▶ _Stated goal_: Report how many lines of the items below contain the word "green". Give only the number.

▶ _Entries provided_:
+-------+
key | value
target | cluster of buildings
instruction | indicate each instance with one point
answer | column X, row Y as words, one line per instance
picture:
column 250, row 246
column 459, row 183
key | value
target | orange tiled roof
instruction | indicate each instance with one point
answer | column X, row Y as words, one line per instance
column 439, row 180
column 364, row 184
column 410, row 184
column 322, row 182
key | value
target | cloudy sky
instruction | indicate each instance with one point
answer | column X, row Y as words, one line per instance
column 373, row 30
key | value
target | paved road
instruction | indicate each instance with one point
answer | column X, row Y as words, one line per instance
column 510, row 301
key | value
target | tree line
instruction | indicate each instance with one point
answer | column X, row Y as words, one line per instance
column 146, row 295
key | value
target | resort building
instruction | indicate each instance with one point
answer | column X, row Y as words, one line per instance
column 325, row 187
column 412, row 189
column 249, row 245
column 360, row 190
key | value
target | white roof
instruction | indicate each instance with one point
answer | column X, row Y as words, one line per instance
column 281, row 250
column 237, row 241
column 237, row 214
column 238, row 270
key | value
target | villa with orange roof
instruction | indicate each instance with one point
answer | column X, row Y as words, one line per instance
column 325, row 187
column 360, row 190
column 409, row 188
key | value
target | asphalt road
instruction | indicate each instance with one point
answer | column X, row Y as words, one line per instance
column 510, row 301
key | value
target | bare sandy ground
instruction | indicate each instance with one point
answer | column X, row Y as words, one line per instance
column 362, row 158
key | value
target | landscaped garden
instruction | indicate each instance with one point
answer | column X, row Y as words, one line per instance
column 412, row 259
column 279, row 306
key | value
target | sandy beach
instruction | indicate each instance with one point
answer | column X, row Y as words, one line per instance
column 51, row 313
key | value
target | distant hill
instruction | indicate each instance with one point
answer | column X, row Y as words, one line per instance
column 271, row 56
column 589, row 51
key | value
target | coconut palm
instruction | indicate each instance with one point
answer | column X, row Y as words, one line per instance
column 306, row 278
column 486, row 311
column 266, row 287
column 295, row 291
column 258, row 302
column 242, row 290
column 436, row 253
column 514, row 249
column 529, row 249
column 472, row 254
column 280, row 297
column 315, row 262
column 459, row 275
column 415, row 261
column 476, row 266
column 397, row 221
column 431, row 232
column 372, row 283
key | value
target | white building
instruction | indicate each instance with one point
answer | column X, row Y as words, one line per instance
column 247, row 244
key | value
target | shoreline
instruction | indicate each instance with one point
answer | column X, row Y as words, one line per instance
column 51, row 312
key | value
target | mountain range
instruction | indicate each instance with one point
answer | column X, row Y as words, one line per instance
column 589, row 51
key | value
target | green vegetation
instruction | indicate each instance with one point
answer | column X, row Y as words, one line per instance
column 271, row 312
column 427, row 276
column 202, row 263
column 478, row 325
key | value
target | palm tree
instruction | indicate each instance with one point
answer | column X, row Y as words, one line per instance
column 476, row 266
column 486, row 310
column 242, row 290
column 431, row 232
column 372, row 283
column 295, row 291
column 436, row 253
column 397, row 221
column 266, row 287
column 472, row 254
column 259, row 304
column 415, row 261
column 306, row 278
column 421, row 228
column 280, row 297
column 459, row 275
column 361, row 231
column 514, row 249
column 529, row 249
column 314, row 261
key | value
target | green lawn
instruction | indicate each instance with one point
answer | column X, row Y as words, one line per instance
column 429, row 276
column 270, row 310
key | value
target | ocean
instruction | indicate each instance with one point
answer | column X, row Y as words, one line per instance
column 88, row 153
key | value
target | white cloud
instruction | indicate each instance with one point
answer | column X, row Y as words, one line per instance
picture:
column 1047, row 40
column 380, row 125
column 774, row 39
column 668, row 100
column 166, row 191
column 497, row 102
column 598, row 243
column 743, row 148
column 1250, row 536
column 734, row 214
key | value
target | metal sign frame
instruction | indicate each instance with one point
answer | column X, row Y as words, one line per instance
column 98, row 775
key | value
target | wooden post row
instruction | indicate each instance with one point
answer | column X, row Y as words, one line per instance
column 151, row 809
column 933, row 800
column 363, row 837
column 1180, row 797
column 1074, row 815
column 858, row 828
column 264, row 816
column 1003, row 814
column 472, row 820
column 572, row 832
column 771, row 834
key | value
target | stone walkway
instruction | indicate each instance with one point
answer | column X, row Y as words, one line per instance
+-------+
▶ _The result_: 2